TASK REQUIREMENTS => Can you copy everything from the line containing "Point out the white umbrella, providing" down to the end of the rows below, word for word, with the pictures left out?

INFORMATION SHOWN =>

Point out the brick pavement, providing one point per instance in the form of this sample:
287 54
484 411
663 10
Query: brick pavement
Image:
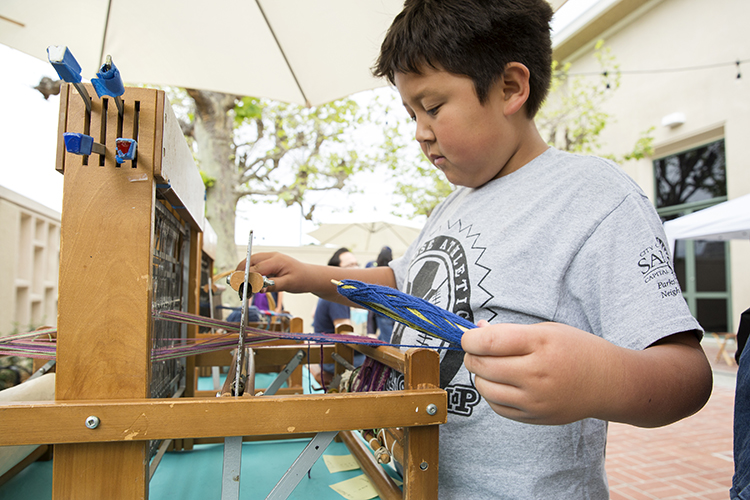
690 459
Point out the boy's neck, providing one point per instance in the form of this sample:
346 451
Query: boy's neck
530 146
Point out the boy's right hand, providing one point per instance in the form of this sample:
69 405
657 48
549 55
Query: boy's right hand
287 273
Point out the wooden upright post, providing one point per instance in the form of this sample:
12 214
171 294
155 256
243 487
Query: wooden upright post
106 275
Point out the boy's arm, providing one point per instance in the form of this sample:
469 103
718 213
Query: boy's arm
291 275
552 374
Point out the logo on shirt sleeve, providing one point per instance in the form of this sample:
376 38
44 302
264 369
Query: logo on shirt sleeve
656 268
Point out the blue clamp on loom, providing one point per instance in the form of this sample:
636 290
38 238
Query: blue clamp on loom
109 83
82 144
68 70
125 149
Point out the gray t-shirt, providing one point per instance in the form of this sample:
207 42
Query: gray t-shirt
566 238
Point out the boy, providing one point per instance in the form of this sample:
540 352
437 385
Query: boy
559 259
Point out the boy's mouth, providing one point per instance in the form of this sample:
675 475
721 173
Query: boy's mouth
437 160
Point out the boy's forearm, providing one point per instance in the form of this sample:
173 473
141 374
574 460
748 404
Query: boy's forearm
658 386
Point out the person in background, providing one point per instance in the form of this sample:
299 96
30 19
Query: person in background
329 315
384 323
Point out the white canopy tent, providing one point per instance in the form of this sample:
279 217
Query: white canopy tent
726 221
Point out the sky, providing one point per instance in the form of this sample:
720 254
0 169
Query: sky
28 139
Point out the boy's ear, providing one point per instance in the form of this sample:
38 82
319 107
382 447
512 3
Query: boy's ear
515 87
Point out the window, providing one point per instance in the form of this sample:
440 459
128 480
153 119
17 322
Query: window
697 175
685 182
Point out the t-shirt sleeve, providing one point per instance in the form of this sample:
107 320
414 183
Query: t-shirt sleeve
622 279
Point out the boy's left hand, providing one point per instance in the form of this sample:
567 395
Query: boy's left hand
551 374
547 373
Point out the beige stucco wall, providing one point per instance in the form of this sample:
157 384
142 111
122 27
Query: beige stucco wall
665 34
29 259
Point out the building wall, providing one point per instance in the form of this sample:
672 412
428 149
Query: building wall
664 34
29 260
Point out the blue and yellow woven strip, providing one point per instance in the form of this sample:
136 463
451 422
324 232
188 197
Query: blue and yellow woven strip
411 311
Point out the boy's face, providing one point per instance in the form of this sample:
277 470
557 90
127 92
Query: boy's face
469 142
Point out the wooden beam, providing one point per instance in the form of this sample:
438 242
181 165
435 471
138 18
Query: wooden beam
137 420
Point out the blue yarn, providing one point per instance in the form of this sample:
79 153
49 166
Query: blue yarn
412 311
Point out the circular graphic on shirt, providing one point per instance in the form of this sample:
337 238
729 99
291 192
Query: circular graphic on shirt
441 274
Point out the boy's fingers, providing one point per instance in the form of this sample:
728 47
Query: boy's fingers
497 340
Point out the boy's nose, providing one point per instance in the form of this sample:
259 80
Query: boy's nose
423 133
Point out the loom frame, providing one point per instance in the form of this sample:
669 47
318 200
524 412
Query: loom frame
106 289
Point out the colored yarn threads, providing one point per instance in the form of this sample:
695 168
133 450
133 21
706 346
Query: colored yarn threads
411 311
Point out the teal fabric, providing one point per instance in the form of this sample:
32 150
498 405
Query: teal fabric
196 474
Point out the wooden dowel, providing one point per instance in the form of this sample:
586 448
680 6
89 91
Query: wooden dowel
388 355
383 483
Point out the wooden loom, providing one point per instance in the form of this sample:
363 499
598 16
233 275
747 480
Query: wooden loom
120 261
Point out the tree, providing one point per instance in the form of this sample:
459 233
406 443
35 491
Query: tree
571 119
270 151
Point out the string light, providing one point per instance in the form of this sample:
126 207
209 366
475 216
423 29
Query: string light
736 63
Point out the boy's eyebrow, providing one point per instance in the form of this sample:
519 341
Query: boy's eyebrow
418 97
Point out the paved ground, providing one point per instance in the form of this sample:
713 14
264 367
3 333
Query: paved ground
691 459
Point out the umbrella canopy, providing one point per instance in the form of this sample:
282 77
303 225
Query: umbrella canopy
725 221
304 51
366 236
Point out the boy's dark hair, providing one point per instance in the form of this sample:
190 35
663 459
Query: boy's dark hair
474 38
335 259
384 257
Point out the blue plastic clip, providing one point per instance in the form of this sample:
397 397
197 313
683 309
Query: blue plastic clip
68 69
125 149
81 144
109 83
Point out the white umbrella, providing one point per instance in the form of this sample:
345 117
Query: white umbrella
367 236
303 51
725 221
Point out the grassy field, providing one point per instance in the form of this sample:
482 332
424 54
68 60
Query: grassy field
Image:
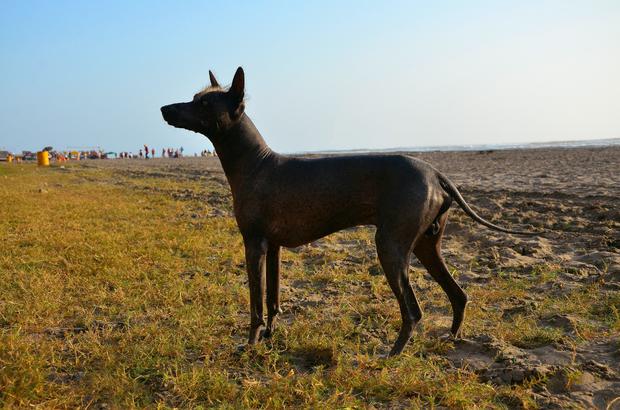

WRITTEN RESPONSE =>
Point out the white umbrella, providing one point per instance in the form of this sample:
345 117
Query: white umbrella
367 236
303 51
725 221
Point out the grassy field, providing one point per instance in the form of this sample:
482 332
424 54
68 60
Query: grassy field
Image:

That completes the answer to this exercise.